> _TASK DIRECTIONS_
When you reproduce the entries below, keep each one exact and drop any pictures.

Start of DATA SECTION

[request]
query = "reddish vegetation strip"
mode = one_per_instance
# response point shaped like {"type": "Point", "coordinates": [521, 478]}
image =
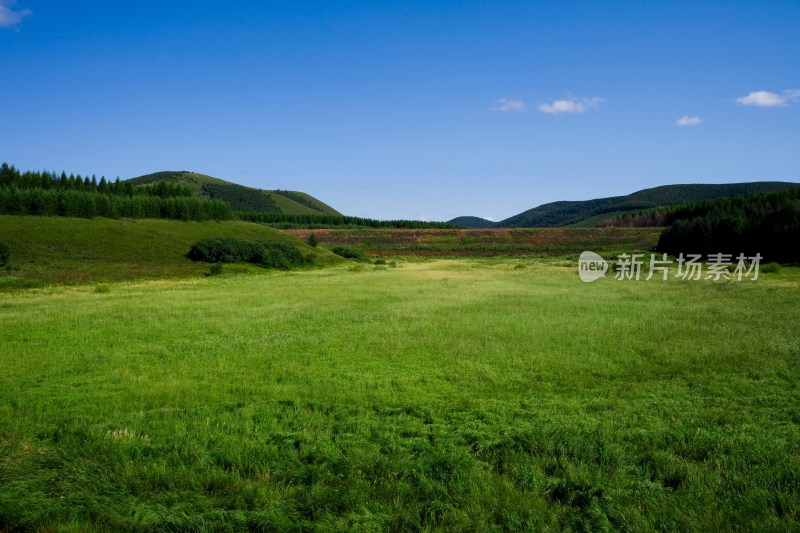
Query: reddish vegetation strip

End of DATA SECTION

> _WRITTEN RESPONSE_
[request]
query = "reddish vegetation strip"
mode = one_per_instance
# response point shaped like {"type": "Point", "coordinates": [521, 478]}
image =
Query: reddish vegetation strip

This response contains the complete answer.